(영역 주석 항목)
┌──

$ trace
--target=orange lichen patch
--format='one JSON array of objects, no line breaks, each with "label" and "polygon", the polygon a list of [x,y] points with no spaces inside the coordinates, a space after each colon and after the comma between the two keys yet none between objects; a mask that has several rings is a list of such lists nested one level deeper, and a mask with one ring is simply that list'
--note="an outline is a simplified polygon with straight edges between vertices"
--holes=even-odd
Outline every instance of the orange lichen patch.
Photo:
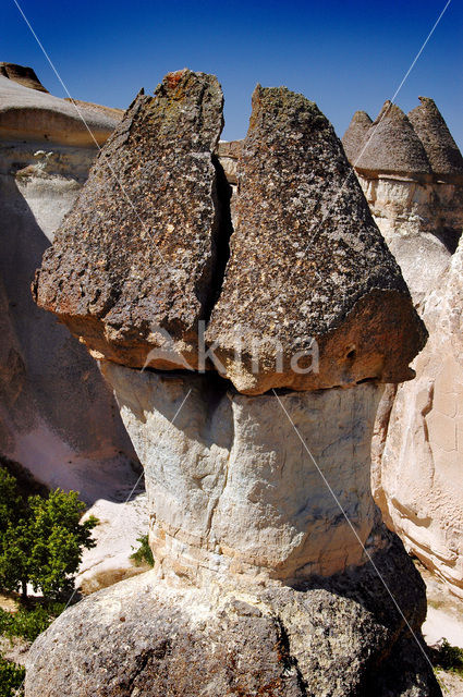
[{"label": "orange lichen patch", "polygon": [[166,75],[166,82],[169,89],[175,89],[178,84],[181,82],[182,77],[184,77],[186,72],[186,68],[183,70],[178,70],[174,73],[168,73]]}]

└──

#### [목표]
위 기록의 모든 줄을 행 번호와 줄 내용이 들어간 마크다운 표로 바꾸세요. 열 이름은 '번호'와 '내용'으로 하고, 빈 줄과 그림은 표에서 빼세요.

#### [연습 답안]
| 번호 | 내용 |
|---|---|
| 1 | $ trace |
| 2 | --target=orange lichen patch |
| 3 | --format='one JSON array of objects, no line breaks, each with "label" and "polygon", the polygon a list of [x,y] points with no spaces inside the coordinates, a space after each colon and after the comma between the two keys yet none between objects; a mask that has several rings is a list of such lists nested one level deeper, and a mask with one ring is simply that list' |
| 4 | --note="an outline is a simplified polygon with straight edges between vertices" |
| 5 | --holes=even-odd |
| 6 | Outline every instance of the orange lichen patch. |
| 7 | Photo: |
| 8 | [{"label": "orange lichen patch", "polygon": [[166,75],[166,82],[169,89],[175,89],[178,84],[181,82],[182,77],[184,77],[186,72],[186,68],[183,70],[178,70],[174,73],[168,73]]}] |